> _PROBLEM TO SOLVE_:
Update these lines by changing "every instance traced" to "each instance outlined" everywhere and leaving everything else as it is. Leave the pictures out of your answer.

————

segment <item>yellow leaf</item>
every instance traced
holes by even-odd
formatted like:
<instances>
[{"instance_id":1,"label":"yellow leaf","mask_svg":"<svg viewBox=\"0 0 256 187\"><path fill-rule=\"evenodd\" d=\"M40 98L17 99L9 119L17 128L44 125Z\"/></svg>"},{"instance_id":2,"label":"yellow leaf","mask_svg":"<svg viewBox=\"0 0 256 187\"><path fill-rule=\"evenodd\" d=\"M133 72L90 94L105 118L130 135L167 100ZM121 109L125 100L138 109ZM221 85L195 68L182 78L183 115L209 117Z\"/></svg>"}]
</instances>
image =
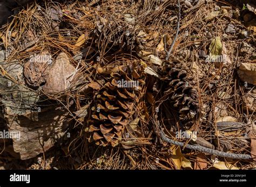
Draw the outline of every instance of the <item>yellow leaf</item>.
<instances>
[{"instance_id":1,"label":"yellow leaf","mask_svg":"<svg viewBox=\"0 0 256 187\"><path fill-rule=\"evenodd\" d=\"M75 45L77 47L82 46L85 42L86 39L86 37L85 34L83 34L78 38L78 39Z\"/></svg>"},{"instance_id":2,"label":"yellow leaf","mask_svg":"<svg viewBox=\"0 0 256 187\"><path fill-rule=\"evenodd\" d=\"M160 52L163 51L164 50L164 37L165 37L165 36L164 35L164 37L161 38L161 41L160 41L159 44L158 44L158 45L157 47L156 51L158 52ZM165 42L167 43L168 42L168 41L169 40L169 37L168 37L167 35L166 35L166 41L165 41Z\"/></svg>"},{"instance_id":3,"label":"yellow leaf","mask_svg":"<svg viewBox=\"0 0 256 187\"><path fill-rule=\"evenodd\" d=\"M141 57L144 60L149 61L150 63L160 66L162 64L162 61L161 59L160 59L159 57L153 55L150 52L145 51L140 51L137 54L139 57Z\"/></svg>"},{"instance_id":4,"label":"yellow leaf","mask_svg":"<svg viewBox=\"0 0 256 187\"><path fill-rule=\"evenodd\" d=\"M171 158L177 169L180 169L182 167L184 168L188 168L192 169L191 163L183 156L179 146L172 146L171 149L173 153Z\"/></svg>"},{"instance_id":5,"label":"yellow leaf","mask_svg":"<svg viewBox=\"0 0 256 187\"><path fill-rule=\"evenodd\" d=\"M139 123L139 118L137 118L135 119L133 121L130 123L129 125L132 127L132 128L133 130L136 130L137 126L138 126L138 124Z\"/></svg>"},{"instance_id":6,"label":"yellow leaf","mask_svg":"<svg viewBox=\"0 0 256 187\"><path fill-rule=\"evenodd\" d=\"M239 169L238 167L224 162L214 163L212 167L219 169Z\"/></svg>"},{"instance_id":7,"label":"yellow leaf","mask_svg":"<svg viewBox=\"0 0 256 187\"><path fill-rule=\"evenodd\" d=\"M211 61L215 61L218 56L222 54L223 45L220 37L217 37L212 40L209 47L210 58Z\"/></svg>"}]
</instances>

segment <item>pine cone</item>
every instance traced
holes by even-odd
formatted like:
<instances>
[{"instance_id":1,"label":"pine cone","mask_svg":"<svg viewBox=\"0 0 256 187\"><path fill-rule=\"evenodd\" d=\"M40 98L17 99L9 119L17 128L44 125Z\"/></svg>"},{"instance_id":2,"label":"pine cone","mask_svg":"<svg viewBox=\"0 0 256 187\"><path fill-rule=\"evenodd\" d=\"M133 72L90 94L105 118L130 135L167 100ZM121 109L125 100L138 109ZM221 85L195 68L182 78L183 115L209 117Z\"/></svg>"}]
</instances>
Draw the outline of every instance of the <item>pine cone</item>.
<instances>
[{"instance_id":1,"label":"pine cone","mask_svg":"<svg viewBox=\"0 0 256 187\"><path fill-rule=\"evenodd\" d=\"M190 127L199 112L197 82L188 68L180 63L168 63L163 70L165 74L161 80L167 84L164 94L169 94L172 105L178 109L181 124Z\"/></svg>"},{"instance_id":2,"label":"pine cone","mask_svg":"<svg viewBox=\"0 0 256 187\"><path fill-rule=\"evenodd\" d=\"M145 84L143 70L140 66L124 65L113 68L107 75L108 82L96 94L92 108L90 142L103 146L118 144L134 112L140 86Z\"/></svg>"}]
</instances>

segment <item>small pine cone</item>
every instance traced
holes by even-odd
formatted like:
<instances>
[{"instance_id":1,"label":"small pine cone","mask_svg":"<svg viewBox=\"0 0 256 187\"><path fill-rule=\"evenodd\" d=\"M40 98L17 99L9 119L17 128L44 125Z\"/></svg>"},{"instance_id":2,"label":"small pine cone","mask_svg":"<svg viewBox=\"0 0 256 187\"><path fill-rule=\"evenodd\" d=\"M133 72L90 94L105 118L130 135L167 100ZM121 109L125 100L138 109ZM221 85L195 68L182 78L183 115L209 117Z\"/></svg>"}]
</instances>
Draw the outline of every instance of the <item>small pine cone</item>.
<instances>
[{"instance_id":1,"label":"small pine cone","mask_svg":"<svg viewBox=\"0 0 256 187\"><path fill-rule=\"evenodd\" d=\"M96 95L92 119L88 122L90 142L114 147L134 112L145 75L140 66L124 65L112 69L107 75L107 82Z\"/></svg>"},{"instance_id":2,"label":"small pine cone","mask_svg":"<svg viewBox=\"0 0 256 187\"><path fill-rule=\"evenodd\" d=\"M169 94L170 102L178 109L181 124L190 127L199 112L197 82L189 74L187 67L180 63L169 63L163 70L165 75L162 80L168 83L164 94Z\"/></svg>"}]
</instances>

————

> _RESPONSE TO THIS EXERCISE_:
segment <item>yellow leaf</item>
each instance outlined
holes by even-odd
formatted like:
<instances>
[{"instance_id":1,"label":"yellow leaf","mask_svg":"<svg viewBox=\"0 0 256 187\"><path fill-rule=\"evenodd\" d=\"M40 98L17 99L9 119L17 128L44 125Z\"/></svg>"},{"instance_id":2,"label":"yellow leaf","mask_svg":"<svg viewBox=\"0 0 256 187\"><path fill-rule=\"evenodd\" d=\"M133 72L90 94L105 118L130 135L167 100ZM121 109L125 100L138 109ZM221 85L195 68L182 78L183 115L209 117Z\"/></svg>"}]
</instances>
image =
Draw the outline of every instance of the <item>yellow leaf</item>.
<instances>
[{"instance_id":1,"label":"yellow leaf","mask_svg":"<svg viewBox=\"0 0 256 187\"><path fill-rule=\"evenodd\" d=\"M75 45L77 47L82 46L85 42L86 39L86 37L85 34L83 34L78 38L78 39Z\"/></svg>"},{"instance_id":2,"label":"yellow leaf","mask_svg":"<svg viewBox=\"0 0 256 187\"><path fill-rule=\"evenodd\" d=\"M160 52L163 51L164 50L164 37L165 37L165 36L164 35L164 37L161 38L161 41L160 41L159 44L158 44L158 45L157 47L156 51L158 52ZM165 42L167 43L168 42L168 41L169 40L169 37L168 37L167 35L166 35L166 41L165 41Z\"/></svg>"},{"instance_id":3,"label":"yellow leaf","mask_svg":"<svg viewBox=\"0 0 256 187\"><path fill-rule=\"evenodd\" d=\"M141 57L144 60L149 61L150 63L160 66L162 64L162 61L161 59L160 59L159 57L153 55L150 52L145 51L140 51L137 54L139 57Z\"/></svg>"},{"instance_id":4,"label":"yellow leaf","mask_svg":"<svg viewBox=\"0 0 256 187\"><path fill-rule=\"evenodd\" d=\"M171 158L177 169L180 169L182 167L184 168L188 168L192 169L191 163L183 156L179 146L172 146L171 149L173 153Z\"/></svg>"},{"instance_id":5,"label":"yellow leaf","mask_svg":"<svg viewBox=\"0 0 256 187\"><path fill-rule=\"evenodd\" d=\"M139 123L139 118L137 118L135 119L133 121L130 123L129 125L132 127L132 128L133 130L136 130L137 126L138 126L138 124Z\"/></svg>"},{"instance_id":6,"label":"yellow leaf","mask_svg":"<svg viewBox=\"0 0 256 187\"><path fill-rule=\"evenodd\" d=\"M239 169L238 167L224 162L214 163L212 167L219 169Z\"/></svg>"},{"instance_id":7,"label":"yellow leaf","mask_svg":"<svg viewBox=\"0 0 256 187\"><path fill-rule=\"evenodd\" d=\"M211 61L215 61L218 56L222 54L223 45L220 37L217 37L212 40L209 47L210 58Z\"/></svg>"}]
</instances>

segment <item>pine cone</item>
each instance outlined
holes by even-odd
formatted like:
<instances>
[{"instance_id":1,"label":"pine cone","mask_svg":"<svg viewBox=\"0 0 256 187\"><path fill-rule=\"evenodd\" d=\"M40 98L17 99L9 119L17 128L44 125Z\"/></svg>"},{"instance_id":2,"label":"pine cone","mask_svg":"<svg viewBox=\"0 0 256 187\"><path fill-rule=\"evenodd\" d=\"M133 72L90 94L105 118L130 135L167 100ZM121 109L125 100L138 109ZM221 85L195 68L182 78L183 115L209 117Z\"/></svg>"}]
</instances>
Draw the outline of every instance of the <item>pine cone</item>.
<instances>
[{"instance_id":1,"label":"pine cone","mask_svg":"<svg viewBox=\"0 0 256 187\"><path fill-rule=\"evenodd\" d=\"M190 127L199 112L197 82L188 68L180 63L168 63L163 70L165 74L161 80L167 84L164 94L169 94L172 105L178 109L181 124Z\"/></svg>"},{"instance_id":2,"label":"pine cone","mask_svg":"<svg viewBox=\"0 0 256 187\"><path fill-rule=\"evenodd\" d=\"M145 84L143 70L140 66L124 65L113 68L107 75L108 82L96 94L92 108L90 142L103 146L118 144L134 112L140 86Z\"/></svg>"}]
</instances>

segment <item>small pine cone</item>
each instance outlined
holes by even-odd
formatted like:
<instances>
[{"instance_id":1,"label":"small pine cone","mask_svg":"<svg viewBox=\"0 0 256 187\"><path fill-rule=\"evenodd\" d=\"M40 98L17 99L9 119L17 128L44 125Z\"/></svg>"},{"instance_id":2,"label":"small pine cone","mask_svg":"<svg viewBox=\"0 0 256 187\"><path fill-rule=\"evenodd\" d=\"M133 72L90 94L105 118L130 135L167 100ZM121 109L125 100L138 109ZM221 85L195 68L182 78L183 115L209 117Z\"/></svg>"}]
</instances>
Draw the outline of every instance of the <item>small pine cone</item>.
<instances>
[{"instance_id":1,"label":"small pine cone","mask_svg":"<svg viewBox=\"0 0 256 187\"><path fill-rule=\"evenodd\" d=\"M96 95L92 119L88 122L90 142L114 147L134 112L145 75L140 66L124 65L112 69L107 75L107 82Z\"/></svg>"},{"instance_id":2,"label":"small pine cone","mask_svg":"<svg viewBox=\"0 0 256 187\"><path fill-rule=\"evenodd\" d=\"M169 94L170 102L178 109L181 124L190 127L199 112L197 82L189 74L187 67L180 63L169 63L163 70L165 75L162 80L168 83L164 94Z\"/></svg>"}]
</instances>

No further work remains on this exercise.